# Provided material
***

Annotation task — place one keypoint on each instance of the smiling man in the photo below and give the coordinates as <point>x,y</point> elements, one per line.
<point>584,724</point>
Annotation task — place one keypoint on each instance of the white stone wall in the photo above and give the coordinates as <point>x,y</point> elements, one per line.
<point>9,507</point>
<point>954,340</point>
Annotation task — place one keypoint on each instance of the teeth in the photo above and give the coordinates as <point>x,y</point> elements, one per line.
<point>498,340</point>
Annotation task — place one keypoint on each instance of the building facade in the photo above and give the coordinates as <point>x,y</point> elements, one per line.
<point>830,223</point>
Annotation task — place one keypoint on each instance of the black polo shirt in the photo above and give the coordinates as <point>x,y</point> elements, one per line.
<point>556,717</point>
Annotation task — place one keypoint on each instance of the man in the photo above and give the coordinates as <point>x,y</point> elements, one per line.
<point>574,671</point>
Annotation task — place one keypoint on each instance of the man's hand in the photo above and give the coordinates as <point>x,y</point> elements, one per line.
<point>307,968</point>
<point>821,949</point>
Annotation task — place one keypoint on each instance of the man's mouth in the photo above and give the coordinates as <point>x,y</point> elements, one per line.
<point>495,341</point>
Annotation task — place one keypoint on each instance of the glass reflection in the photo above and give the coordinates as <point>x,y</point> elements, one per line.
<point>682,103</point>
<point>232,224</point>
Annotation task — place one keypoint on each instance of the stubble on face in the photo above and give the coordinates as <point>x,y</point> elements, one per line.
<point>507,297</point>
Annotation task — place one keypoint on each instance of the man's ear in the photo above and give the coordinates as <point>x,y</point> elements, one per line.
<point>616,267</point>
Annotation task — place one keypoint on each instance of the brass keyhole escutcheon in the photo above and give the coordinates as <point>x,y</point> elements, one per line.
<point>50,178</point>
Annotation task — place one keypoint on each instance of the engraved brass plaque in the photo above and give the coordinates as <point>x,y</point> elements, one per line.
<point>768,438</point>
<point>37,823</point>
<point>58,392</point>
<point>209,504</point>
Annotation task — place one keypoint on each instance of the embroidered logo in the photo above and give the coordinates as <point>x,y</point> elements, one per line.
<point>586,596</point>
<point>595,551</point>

***

Every line of the listing is to be returned unchanged.

# Output of the exercise
Annotation task — place one keypoint on each instance of the smiling man in the photo below and give the coordinates as <point>x,y</point> elements, one per line.
<point>584,724</point>
Annotation task — place one keypoint on each instance of the white stone wall in the photo above and give the coordinates as <point>x,y</point> elements, one per line.
<point>9,507</point>
<point>954,340</point>
Annotation task — place one keypoint on each instance of the teeth in the photo above and give the coordinates as <point>x,y</point> elements, one per line.
<point>498,340</point>
Annotation task — place one keypoint on each instance of the building facade in the photo above and give the coordinates as <point>x,y</point> elements, one per line.
<point>830,223</point>
Annotation task — place one keypoint on each instance of the black polo shirt in the photo above and give the coordinates as <point>x,y</point> elements, one per line.
<point>556,717</point>
Annotation task — place one keypoint on each instance of the man in the photo above and give the coordinates as <point>x,y</point> elements, one per line.
<point>574,671</point>
Annotation task — place one keypoint on each instance of the man's hand in the photo above and give the coordinates as <point>x,y</point> elements, one per line.
<point>307,968</point>
<point>821,949</point>
Annotation task — place one keypoint on each instance of the man's mouth in the photo above and give the coordinates as <point>x,y</point> elements, one per line.
<point>495,341</point>
Annotation task — place one keypoint on each instance of the glass reflection in the photo above and give the coordinates as <point>x,y</point> elements, one per line.
<point>682,103</point>
<point>232,224</point>
Annotation task — place one keypoint on each instance of the stubble on face in the photo above and give the coordinates as <point>x,y</point> elements, one per line.
<point>507,297</point>
Annotation task — place one keypoint on each instance of the man's ear in the photo above and give the coordinates as <point>x,y</point> elements, one per line.
<point>616,267</point>
Annotation task — place one keypoint on each instance of the brass keyhole escutcheon in the photo above and give the coordinates as <point>x,y</point> elements, one per line.
<point>50,178</point>
Annotation task — place one keypoint on each instance of the engraved brass plaque in the photo above and give the coordinates as <point>x,y</point> elements, one per line.
<point>768,438</point>
<point>37,823</point>
<point>58,392</point>
<point>209,504</point>
Annotation task — place one keypoint on each instance of the embroidered logo in the photo above and give the coordinates as <point>x,y</point> elements, one per line.
<point>586,596</point>
<point>595,551</point>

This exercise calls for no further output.